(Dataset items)
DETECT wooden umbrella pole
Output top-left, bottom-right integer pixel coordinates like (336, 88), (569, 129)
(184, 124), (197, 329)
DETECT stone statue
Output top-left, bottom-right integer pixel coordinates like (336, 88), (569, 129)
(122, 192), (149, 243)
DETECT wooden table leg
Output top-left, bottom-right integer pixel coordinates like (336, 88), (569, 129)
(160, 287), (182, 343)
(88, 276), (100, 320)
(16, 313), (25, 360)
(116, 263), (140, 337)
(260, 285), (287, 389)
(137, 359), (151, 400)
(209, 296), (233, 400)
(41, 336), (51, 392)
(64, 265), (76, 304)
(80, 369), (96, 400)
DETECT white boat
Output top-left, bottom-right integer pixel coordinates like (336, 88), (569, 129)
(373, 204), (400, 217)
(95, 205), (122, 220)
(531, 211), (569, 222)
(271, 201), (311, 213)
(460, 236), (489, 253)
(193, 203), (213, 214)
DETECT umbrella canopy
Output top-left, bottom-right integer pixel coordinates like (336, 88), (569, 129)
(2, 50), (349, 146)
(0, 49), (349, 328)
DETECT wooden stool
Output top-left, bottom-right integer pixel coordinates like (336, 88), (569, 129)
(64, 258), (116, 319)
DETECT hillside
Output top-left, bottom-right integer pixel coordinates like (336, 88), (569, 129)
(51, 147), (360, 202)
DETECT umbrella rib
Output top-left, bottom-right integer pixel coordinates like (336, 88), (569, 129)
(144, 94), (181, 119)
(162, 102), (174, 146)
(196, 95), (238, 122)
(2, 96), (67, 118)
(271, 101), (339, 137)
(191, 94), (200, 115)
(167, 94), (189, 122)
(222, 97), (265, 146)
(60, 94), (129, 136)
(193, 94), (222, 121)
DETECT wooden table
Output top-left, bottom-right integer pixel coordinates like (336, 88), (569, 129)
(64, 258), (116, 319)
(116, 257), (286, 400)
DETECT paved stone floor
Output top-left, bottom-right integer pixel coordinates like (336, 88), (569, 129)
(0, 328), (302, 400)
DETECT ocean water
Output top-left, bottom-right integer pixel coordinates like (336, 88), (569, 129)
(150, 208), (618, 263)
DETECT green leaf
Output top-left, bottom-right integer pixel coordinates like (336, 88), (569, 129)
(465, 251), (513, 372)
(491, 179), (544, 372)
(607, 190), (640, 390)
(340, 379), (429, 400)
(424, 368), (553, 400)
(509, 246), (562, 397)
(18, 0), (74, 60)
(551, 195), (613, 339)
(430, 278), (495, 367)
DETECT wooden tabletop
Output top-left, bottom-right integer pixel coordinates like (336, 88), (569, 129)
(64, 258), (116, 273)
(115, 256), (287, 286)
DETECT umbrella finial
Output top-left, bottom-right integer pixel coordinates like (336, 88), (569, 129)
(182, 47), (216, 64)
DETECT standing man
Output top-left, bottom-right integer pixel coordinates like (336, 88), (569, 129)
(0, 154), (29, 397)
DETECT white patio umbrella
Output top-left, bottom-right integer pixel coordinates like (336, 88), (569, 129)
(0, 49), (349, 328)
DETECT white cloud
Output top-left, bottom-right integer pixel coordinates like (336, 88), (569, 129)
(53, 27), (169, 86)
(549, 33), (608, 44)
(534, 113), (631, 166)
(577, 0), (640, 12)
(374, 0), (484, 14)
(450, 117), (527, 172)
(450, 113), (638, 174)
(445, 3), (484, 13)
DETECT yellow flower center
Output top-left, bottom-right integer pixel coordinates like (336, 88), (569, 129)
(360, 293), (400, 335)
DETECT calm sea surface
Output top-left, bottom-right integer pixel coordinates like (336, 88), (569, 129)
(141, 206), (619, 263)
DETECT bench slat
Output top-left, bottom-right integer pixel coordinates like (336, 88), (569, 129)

==

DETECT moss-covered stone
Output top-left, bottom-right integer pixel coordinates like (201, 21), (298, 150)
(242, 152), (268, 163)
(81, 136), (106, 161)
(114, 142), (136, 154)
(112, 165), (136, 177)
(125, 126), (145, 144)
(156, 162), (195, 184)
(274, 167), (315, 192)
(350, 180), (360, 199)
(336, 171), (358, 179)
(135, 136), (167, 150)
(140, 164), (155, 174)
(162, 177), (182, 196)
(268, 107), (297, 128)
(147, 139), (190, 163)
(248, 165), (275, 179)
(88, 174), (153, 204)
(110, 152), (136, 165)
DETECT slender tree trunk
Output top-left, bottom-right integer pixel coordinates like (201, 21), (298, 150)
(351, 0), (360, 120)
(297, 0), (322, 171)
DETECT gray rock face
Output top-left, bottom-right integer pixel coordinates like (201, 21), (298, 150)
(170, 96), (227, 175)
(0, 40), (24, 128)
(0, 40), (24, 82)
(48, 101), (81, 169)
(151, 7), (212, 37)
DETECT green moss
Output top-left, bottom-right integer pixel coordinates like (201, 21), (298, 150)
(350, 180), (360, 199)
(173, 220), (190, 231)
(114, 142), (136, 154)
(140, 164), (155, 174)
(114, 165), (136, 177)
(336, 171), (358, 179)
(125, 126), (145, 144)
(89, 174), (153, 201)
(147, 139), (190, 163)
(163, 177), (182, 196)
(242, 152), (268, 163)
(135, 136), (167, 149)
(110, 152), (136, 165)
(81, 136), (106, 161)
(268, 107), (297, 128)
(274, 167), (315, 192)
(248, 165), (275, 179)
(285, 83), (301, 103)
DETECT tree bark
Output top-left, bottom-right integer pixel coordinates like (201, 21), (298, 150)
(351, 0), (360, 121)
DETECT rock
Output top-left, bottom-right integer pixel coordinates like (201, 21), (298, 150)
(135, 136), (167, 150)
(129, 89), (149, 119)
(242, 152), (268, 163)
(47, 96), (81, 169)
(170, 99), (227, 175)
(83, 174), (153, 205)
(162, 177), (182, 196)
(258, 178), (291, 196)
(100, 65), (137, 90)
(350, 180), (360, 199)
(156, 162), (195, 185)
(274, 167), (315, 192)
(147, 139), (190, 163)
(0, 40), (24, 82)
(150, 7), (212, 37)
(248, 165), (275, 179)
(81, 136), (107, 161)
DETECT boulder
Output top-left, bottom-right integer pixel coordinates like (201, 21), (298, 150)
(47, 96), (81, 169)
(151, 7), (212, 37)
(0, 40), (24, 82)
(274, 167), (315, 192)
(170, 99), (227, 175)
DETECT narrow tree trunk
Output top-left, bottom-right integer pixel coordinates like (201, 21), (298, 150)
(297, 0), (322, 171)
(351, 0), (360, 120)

==

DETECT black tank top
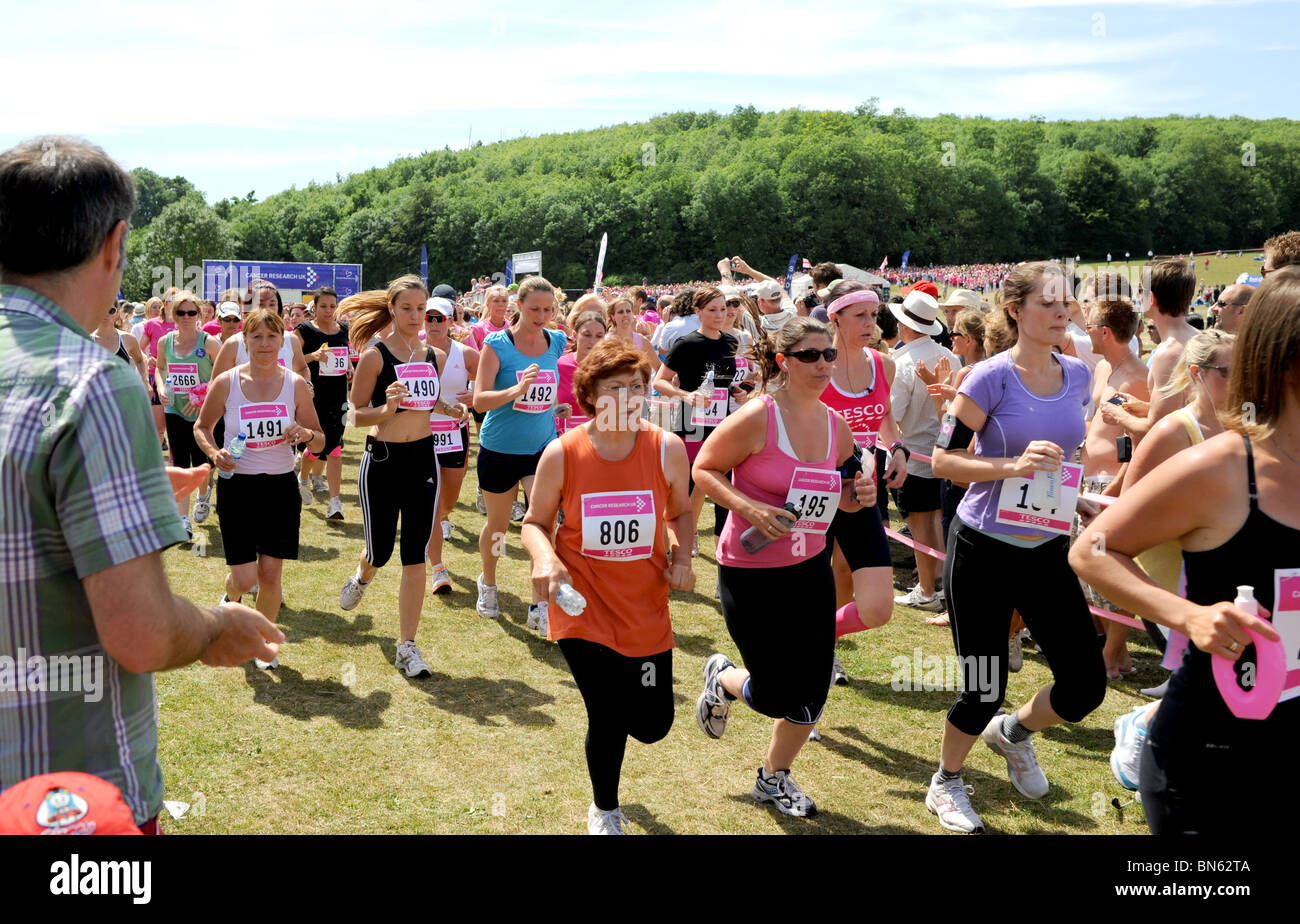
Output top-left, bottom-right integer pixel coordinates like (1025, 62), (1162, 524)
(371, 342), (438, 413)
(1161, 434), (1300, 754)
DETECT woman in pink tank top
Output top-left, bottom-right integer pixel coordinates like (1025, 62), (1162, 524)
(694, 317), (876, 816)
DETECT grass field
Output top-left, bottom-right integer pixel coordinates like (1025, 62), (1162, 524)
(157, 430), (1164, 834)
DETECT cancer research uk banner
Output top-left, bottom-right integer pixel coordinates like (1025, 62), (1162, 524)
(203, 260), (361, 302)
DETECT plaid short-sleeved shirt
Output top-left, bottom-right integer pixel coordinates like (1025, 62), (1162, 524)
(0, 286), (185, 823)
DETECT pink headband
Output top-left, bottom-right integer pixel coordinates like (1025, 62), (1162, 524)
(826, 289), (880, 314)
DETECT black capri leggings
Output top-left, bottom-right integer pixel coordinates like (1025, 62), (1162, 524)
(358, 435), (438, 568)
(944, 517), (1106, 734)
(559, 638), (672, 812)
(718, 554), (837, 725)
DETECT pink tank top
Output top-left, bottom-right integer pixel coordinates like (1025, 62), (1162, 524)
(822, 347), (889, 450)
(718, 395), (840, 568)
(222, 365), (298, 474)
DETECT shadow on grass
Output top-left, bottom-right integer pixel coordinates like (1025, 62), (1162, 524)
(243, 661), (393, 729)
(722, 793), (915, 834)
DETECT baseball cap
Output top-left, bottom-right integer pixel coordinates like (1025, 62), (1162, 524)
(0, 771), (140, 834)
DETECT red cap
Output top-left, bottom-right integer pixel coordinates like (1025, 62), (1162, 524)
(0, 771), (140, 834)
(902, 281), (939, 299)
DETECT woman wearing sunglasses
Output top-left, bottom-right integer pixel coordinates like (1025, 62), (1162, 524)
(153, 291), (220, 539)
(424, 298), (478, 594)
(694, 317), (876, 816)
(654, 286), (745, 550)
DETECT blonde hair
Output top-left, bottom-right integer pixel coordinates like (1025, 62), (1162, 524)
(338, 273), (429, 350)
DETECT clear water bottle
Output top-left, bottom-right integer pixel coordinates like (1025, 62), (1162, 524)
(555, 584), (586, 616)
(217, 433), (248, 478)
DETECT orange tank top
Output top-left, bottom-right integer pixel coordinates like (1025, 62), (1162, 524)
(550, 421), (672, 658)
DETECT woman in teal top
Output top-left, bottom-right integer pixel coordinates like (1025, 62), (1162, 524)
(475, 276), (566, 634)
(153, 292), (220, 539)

* [Task]: Rename "wooden" to "metal" in the part of the data that opens with the line containing "DETECT wooden umbrella pole" and closes with the line containing "(80, 369), (96, 400)", and give that part again with everything else unchanged.

* [In response]:
DETECT metal umbrella pole
Output top-left, bottom-right integer pixel coordinates like (336, 88), (569, 129)
(184, 124), (197, 329)
DETECT stone statue
Output top-left, bottom-right integer pixel coordinates like (336, 88), (569, 129)
(122, 192), (149, 243)
DETECT metal table leg
Output top-left, bottom-right integer pixel coordinates like (336, 88), (569, 129)
(160, 287), (182, 343)
(88, 276), (100, 320)
(16, 313), (25, 360)
(116, 263), (140, 337)
(260, 285), (287, 389)
(137, 359), (151, 400)
(209, 296), (233, 400)
(41, 336), (51, 392)
(64, 265), (76, 304)
(80, 369), (96, 400)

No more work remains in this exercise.